# SET TASK
Could you copy the records word for word, starting at the very beginning and ending with the line that contains "[0,571,1288,927]", both ends included? Leave the pictures out of your copy.

(Region annotation entries)
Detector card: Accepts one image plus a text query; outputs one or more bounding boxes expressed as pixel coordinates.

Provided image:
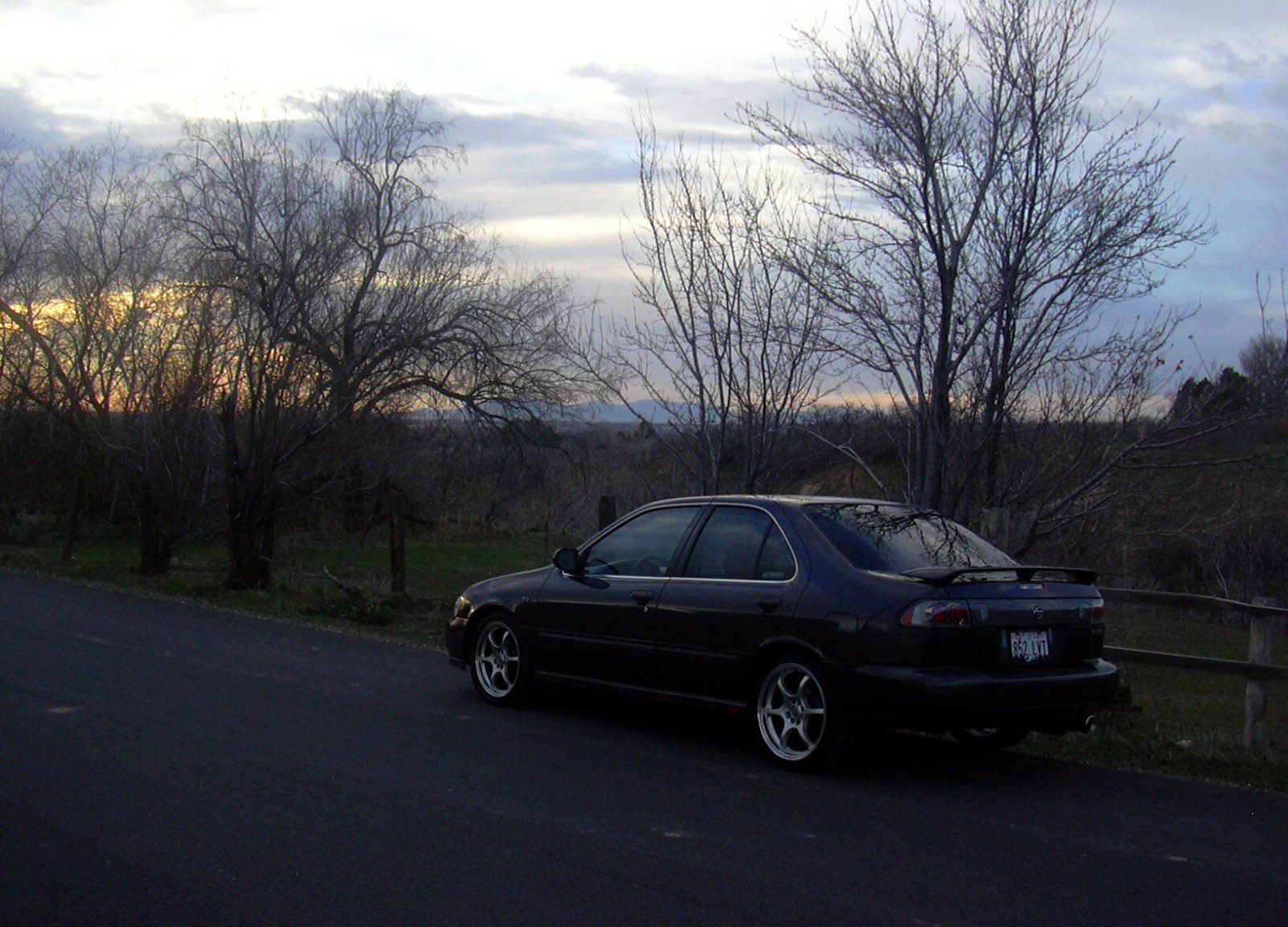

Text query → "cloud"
[0,86,103,148]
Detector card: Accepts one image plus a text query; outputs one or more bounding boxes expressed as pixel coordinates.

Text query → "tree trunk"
[389,489,407,595]
[63,468,85,562]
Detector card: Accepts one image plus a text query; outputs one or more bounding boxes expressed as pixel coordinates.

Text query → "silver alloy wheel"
[756,661,827,762]
[474,620,519,699]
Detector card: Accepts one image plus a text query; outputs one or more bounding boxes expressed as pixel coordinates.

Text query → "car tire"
[751,655,846,772]
[470,616,528,704]
[949,727,1029,751]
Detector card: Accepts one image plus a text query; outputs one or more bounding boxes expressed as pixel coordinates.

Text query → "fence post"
[1243,596,1278,751]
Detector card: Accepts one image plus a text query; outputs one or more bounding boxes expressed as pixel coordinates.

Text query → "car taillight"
[1078,599,1105,624]
[899,599,970,627]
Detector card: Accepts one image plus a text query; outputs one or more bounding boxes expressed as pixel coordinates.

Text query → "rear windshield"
[805,502,1015,573]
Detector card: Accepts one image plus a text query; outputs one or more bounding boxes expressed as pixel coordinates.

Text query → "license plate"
[1011,629,1051,663]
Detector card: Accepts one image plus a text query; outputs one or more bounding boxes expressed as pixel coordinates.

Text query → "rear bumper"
[832,659,1118,731]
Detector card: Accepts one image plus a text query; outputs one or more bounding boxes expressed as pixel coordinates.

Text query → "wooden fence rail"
[1100,587,1288,749]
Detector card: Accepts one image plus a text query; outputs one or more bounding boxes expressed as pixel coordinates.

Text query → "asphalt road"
[0,571,1288,927]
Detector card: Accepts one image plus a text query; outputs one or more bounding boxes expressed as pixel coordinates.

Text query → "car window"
[684,506,796,581]
[584,506,698,577]
[805,502,1015,573]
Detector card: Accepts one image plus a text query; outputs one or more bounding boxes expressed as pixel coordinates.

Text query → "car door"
[533,505,702,686]
[657,504,801,703]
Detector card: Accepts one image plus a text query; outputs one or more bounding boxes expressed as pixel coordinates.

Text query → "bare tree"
[0,134,185,562]
[584,124,829,492]
[742,0,1209,533]
[169,113,343,588]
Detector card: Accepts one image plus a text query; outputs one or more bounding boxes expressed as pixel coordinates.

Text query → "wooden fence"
[1100,587,1288,749]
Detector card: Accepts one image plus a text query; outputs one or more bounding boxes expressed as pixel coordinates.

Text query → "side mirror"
[554,547,582,575]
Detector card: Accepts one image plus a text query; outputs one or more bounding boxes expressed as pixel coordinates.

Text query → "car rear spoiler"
[903,566,1096,586]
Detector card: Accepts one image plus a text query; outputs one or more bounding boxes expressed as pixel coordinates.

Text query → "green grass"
[10,532,1288,792]
[1024,608,1288,792]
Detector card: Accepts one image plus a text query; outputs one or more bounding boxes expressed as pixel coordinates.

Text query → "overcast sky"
[0,0,1288,369]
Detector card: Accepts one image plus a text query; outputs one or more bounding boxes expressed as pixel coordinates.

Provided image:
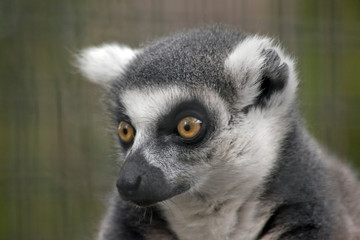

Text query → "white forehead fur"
[120,85,230,166]
[224,35,298,108]
[77,43,137,85]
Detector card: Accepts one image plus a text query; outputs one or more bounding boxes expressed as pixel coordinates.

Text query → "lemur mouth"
[129,201,159,208]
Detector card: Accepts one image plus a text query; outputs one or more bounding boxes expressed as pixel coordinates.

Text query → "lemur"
[77,27,360,240]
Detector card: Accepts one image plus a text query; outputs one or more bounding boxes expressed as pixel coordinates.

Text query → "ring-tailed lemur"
[77,27,360,240]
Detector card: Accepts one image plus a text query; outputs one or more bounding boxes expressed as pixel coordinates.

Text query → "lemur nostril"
[116,176,141,200]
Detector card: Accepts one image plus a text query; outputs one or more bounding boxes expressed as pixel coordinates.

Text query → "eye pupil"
[177,116,202,140]
[118,121,135,143]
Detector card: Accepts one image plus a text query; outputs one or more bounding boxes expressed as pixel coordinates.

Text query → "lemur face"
[78,28,296,206]
[112,86,229,206]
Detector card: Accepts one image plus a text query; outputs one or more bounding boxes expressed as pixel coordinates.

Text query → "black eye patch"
[157,100,212,145]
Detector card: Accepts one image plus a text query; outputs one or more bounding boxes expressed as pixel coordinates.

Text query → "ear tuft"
[76,43,137,85]
[224,36,298,109]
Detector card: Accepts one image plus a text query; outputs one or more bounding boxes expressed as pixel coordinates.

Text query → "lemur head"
[78,28,297,206]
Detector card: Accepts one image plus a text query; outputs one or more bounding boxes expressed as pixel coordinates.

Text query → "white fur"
[77,43,137,85]
[224,35,298,109]
[121,80,287,240]
[112,36,297,240]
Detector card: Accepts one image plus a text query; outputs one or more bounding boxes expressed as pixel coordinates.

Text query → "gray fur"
[79,27,360,240]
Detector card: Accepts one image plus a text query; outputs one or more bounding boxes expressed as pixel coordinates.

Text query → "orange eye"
[118,121,135,143]
[177,117,202,139]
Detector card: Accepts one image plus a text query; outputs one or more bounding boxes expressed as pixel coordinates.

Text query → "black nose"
[116,151,189,206]
[116,176,141,200]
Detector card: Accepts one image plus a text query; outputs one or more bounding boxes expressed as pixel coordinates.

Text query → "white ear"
[76,43,137,85]
[225,36,298,107]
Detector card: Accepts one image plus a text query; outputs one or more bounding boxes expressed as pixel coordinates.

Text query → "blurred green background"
[0,0,360,240]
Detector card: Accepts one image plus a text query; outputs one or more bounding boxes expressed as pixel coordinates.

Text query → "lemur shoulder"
[77,27,360,240]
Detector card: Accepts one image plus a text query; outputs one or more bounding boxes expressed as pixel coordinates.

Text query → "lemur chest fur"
[163,193,267,240]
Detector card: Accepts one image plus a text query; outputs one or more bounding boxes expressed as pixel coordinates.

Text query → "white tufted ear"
[76,43,138,85]
[224,36,298,108]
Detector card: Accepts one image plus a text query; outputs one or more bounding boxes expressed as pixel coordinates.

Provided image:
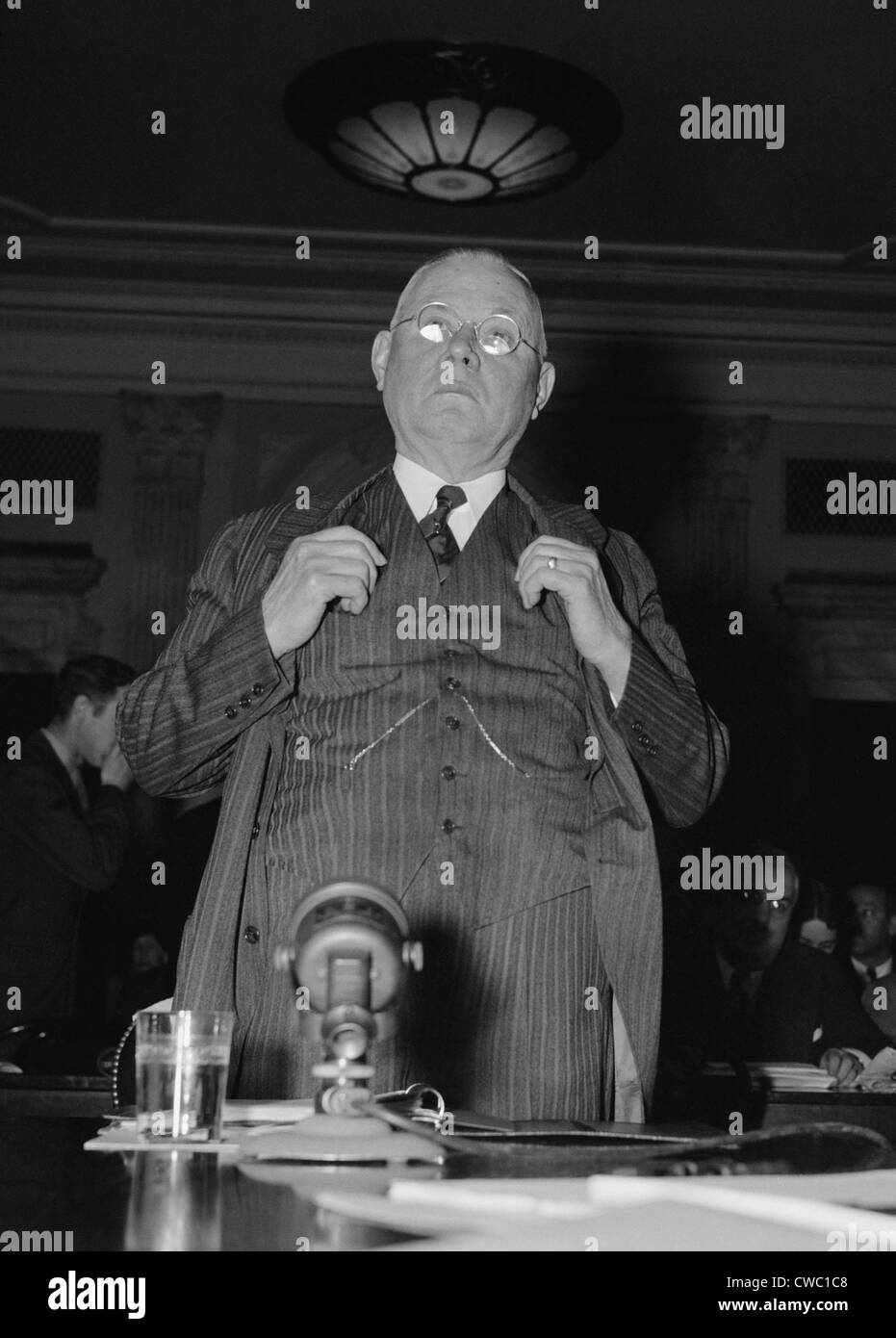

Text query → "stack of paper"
[704,1063,835,1092]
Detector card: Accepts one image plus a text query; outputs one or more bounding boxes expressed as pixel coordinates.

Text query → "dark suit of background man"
[0,656,134,1026]
[841,882,896,1040]
[658,851,886,1119]
[117,251,728,1119]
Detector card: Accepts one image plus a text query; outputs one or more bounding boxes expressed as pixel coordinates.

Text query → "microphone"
[243,879,443,1163]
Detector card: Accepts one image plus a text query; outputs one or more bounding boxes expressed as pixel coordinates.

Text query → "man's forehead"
[401,261,532,317]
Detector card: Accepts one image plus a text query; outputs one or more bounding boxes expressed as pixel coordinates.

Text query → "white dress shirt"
[849,957,893,981]
[392,455,507,549]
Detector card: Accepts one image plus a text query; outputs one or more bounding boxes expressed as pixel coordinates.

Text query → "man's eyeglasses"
[389,302,542,357]
[742,888,796,915]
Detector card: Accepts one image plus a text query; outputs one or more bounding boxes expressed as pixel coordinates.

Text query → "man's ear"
[532,363,556,419]
[371,330,392,391]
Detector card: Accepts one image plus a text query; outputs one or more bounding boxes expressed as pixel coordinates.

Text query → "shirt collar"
[849,957,893,979]
[40,730,80,776]
[392,455,507,523]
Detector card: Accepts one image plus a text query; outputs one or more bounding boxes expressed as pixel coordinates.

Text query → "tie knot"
[436,483,467,511]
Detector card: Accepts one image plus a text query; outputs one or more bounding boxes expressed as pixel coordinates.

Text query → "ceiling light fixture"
[284,41,622,205]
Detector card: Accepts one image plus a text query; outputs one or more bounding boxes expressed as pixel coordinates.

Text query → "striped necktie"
[420,483,467,580]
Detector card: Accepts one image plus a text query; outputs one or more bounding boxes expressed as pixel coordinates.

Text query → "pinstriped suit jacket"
[117,465,728,1101]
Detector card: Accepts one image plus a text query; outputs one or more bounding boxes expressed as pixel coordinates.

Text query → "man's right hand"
[261,525,387,659]
[99,742,134,790]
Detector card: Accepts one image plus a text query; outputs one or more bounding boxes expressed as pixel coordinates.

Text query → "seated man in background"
[660,861,886,1113]
[841,883,896,1037]
[0,656,134,1058]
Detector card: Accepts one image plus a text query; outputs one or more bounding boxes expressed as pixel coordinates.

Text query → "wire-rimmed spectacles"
[389,302,543,357]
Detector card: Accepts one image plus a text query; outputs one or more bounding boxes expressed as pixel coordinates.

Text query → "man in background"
[117,250,728,1119]
[842,883,896,1037]
[660,861,886,1118]
[0,656,134,1029]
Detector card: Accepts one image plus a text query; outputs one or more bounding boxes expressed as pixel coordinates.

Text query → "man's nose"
[446,322,478,367]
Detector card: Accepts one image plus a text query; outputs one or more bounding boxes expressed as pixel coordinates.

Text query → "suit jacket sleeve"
[584,531,729,827]
[813,949,892,1058]
[116,515,295,795]
[0,759,131,894]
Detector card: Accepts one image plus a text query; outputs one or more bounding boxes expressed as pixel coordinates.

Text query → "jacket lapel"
[507,474,628,615]
[265,464,392,556]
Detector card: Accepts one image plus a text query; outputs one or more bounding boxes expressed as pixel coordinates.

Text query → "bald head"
[391,246,547,357]
[371,249,553,483]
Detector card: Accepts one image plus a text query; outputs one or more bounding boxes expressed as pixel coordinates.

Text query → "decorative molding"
[775,573,896,703]
[0,543,106,673]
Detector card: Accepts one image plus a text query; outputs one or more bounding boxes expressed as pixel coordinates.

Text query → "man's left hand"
[515,534,631,701]
[818,1047,862,1087]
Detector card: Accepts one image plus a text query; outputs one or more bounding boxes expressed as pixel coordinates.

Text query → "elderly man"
[119,250,728,1119]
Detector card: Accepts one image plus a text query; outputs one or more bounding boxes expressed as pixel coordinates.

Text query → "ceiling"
[0,0,896,255]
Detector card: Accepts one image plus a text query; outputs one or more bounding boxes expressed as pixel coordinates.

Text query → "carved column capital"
[120,391,223,459]
[120,391,223,668]
[690,414,769,501]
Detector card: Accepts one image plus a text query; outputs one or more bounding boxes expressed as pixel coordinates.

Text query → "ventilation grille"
[783,456,896,539]
[0,426,103,511]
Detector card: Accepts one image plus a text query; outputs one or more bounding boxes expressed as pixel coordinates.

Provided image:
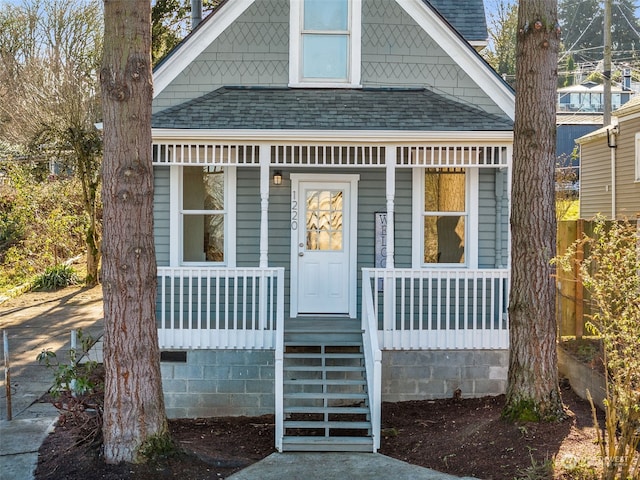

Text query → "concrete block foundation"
[161,350,509,418]
[382,350,509,402]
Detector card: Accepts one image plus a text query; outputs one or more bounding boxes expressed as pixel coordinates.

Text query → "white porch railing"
[362,268,509,350]
[156,267,284,349]
[362,273,382,452]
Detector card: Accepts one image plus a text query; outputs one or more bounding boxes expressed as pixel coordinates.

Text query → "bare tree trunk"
[504,0,564,420]
[100,0,169,463]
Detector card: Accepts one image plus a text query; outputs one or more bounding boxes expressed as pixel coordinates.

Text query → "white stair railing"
[362,271,382,452]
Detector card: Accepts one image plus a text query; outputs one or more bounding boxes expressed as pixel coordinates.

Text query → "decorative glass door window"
[305,190,343,251]
[422,168,468,264]
[180,167,226,263]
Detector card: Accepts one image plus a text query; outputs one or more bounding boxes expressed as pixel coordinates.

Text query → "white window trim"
[411,167,479,269]
[635,133,640,183]
[169,165,236,268]
[289,0,362,88]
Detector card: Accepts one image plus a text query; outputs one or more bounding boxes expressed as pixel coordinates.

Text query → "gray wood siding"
[580,137,611,219]
[236,168,261,267]
[362,0,502,114]
[153,167,170,267]
[154,167,509,316]
[153,0,502,118]
[478,169,509,268]
[616,118,640,220]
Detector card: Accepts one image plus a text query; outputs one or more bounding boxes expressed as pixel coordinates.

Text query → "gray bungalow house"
[152,0,514,451]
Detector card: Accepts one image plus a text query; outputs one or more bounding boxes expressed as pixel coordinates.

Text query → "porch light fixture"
[607,125,620,148]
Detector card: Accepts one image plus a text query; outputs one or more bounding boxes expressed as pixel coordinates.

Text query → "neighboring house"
[558,81,635,113]
[152,0,514,451]
[556,112,602,170]
[577,97,640,219]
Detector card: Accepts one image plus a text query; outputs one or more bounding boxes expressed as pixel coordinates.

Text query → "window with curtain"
[422,168,469,264]
[180,166,227,264]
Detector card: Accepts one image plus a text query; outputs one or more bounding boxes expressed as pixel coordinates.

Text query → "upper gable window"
[289,0,361,87]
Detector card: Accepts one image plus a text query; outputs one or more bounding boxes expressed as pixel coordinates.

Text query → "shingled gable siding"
[153,0,504,119]
[153,0,289,113]
[153,167,171,267]
[362,0,502,114]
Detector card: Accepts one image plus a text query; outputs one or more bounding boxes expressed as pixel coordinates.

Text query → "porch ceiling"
[152,87,513,132]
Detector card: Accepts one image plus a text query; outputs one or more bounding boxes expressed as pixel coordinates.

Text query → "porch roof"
[152,87,513,132]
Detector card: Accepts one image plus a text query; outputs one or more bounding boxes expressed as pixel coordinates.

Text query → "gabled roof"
[152,87,513,131]
[154,0,515,119]
[424,0,488,44]
[613,95,640,117]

# SOLUTION
Detector card: Accepts one image plus a text query; outputs one or more bounding boxes expressed as pixel coordinates.

Provided image:

Text query → "cloud"
[0,86,103,148]
Detector card: Accepts one image plus a text query; outputs one or more bounding boxes expressed as pixel coordinates.

Text query → "tree trunk"
[389,489,407,595]
[63,468,85,562]
Detector card: Accepts one image plus a text query; outputs one or more bounding boxes expressed as pixel coordinates.

Text query → "silver alloy wheel"
[756,661,827,762]
[474,620,519,699]
Detector card: Accepts one image plus a text query; outputs one or more bounding boxes expressed as pixel coordinates.

Text query → "car tire"
[751,655,846,772]
[470,616,528,704]
[949,727,1029,751]
Detector card: Accepts one image plus a text query; outputs one or more bounding boxes expressed as pixel coordinates.

Text query → "fence post"
[1243,596,1278,751]
Detector card: Accepts one image plus a text query; outputs one or more bounding boxes expressed as pixel coordinates.

Text query → "car taillight"
[1078,599,1105,624]
[899,599,970,627]
Detector card: Accepts one image plus a text query; outputs one or more bounding boxes expressed as pixel coordinates.

Text query → "rear windshield"
[805,502,1015,573]
Detector card: Accepts one image plus a text query; outputs one or more bounding boxes expressed as pixel coordinates.

Text query → "license plate"
[1011,629,1051,663]
Detector card: Accepts one image plus a text query; outputs one or more bounding boxes expressed as pixel coordinates.

Text query → "rear bumper"
[832,659,1118,731]
Detector card: Accepts one image plus a text query; outputs one or more bounding boxes expressed as pixel coordinates.

Text query → "wooden fence rail"
[1100,587,1288,749]
Detector card: Accepts one image plus a text query; outputs one or more bounding boxes expressed as pixel coordinates.

Text query → "asphalt road"
[0,571,1288,927]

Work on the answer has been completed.